#### PASSAGE PROVIDED

====

For audiences needing a psychological horror fix, Derek Franson’s Comforting Skin may do just the trick. It certainly did for me.
It’s a film that starts unsteadily as our main lead is introduced to us. Koffie (yes, that’s her name, and she’s played terrifically by Victoria Bidewell) is down and out and feeling as if no one wants anything to do with her. She’s dishevelled, has a past that hasn’t been bright, and hangs around people who are as self-loathing or hampered as she is.
She decides one night to let loose and take a chance on a wildcard decision – to get a tattoo. Nothing changes, her new artistic add-on is brushed off by others, and Koffie has just about had it.
Events take a turn for the supernatural and the unexplainable when Koffie begins to hear voices in her head. Her tattoo moves from her upper back all the way down to her toes. Understandably frightened, Koffie is convinced she’s losing her mind, just to be convinced that maybe these voices are not so bad. Maybe these voices are just what she needed to find her importance.
Comforting Skin is not just a low budget, slow burn creep-show, but a story about finding confidence and maintaining it – even though the people around you may not be up for the same task. These voices fill Koffie with energy and a breath of freshness. It’s never false and these voices are never using her for alternative purposes. These hidden whispers want to convince Koffie that life is worth living.
Inevitably though – as this is a horror – the voices take a turn for the worse as we hear them becoming jealous of those around Koffie and the more stabilized relationships that happen because of her rising confidence. Close friends like Nathan (played by Tygh Runyan) are targeted as threats. These voices helped Koffie and as far as their concerned, they will be the only friends that exist in her closed off world.
Franson handles the slow burn structure and formatting well in his direction and in his script. He doesn’t over glamorize the world Bidewell’s character sees bright light in her life, and he certainly keeps her shut in life seem very realistic. By executing the story like this, we see that even though Koffie may have taken on a new attitude, it’s only slightly infectious to her environment. It may sound drab and suggest that little changes, but I appreciate that in a cynical way. It shows that Franson’s writing and direction won’t be highjacked by a smiley mainstream glaze.
A large part of Comforting Skin does feel too theatrical though – as if Franson’s story was originally a stage play and is now being lifted for a cinematic adaptation and no adjustments were made. The acting looks and feels stagey and the writer/director uses a fair number of one-shot takes as we follow the characters through obvious sets. It even comes down to how the scene is shot like a television sitcom.

====

#### DATA SECTION
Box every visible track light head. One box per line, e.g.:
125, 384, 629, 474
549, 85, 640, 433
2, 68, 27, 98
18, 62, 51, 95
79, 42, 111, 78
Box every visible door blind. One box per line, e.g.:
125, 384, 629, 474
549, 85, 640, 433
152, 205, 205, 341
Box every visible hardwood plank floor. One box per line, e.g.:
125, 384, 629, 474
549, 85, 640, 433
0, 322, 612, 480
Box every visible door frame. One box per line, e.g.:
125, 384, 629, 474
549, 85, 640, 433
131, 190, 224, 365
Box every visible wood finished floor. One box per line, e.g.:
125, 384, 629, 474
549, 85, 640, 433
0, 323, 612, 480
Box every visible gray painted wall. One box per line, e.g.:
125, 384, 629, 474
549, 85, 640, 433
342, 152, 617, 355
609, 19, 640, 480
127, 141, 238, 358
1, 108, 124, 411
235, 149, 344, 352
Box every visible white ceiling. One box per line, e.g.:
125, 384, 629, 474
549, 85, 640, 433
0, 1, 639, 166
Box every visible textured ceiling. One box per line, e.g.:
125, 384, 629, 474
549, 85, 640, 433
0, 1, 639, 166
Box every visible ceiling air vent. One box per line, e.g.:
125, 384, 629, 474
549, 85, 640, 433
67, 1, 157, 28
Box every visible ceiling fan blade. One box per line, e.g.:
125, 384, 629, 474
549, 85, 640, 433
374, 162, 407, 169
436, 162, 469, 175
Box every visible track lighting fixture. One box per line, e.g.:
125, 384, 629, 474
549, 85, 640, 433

====

#### EXERCISE BRIEF
Return the stretch of the review from "For audiences needing" through "hampered as she is.", copied word for word.

#### WRITTEN SOLUTION
For audiences needing a psychological horror fix, Derek Franson’s Comforting Skin may do just the trick. It certainly did for me.
It’s a film that starts unsteadily as our main lead is introduced to us. Koffie (yes, that’s her name, and she’s played terrifically by Victoria Bidewell) is down and out and feeling as if no one wants anything to do with her. She’s dishevelled, has a past that hasn’t been bright, and hangs around people who are as self-loathing or hampered as she is.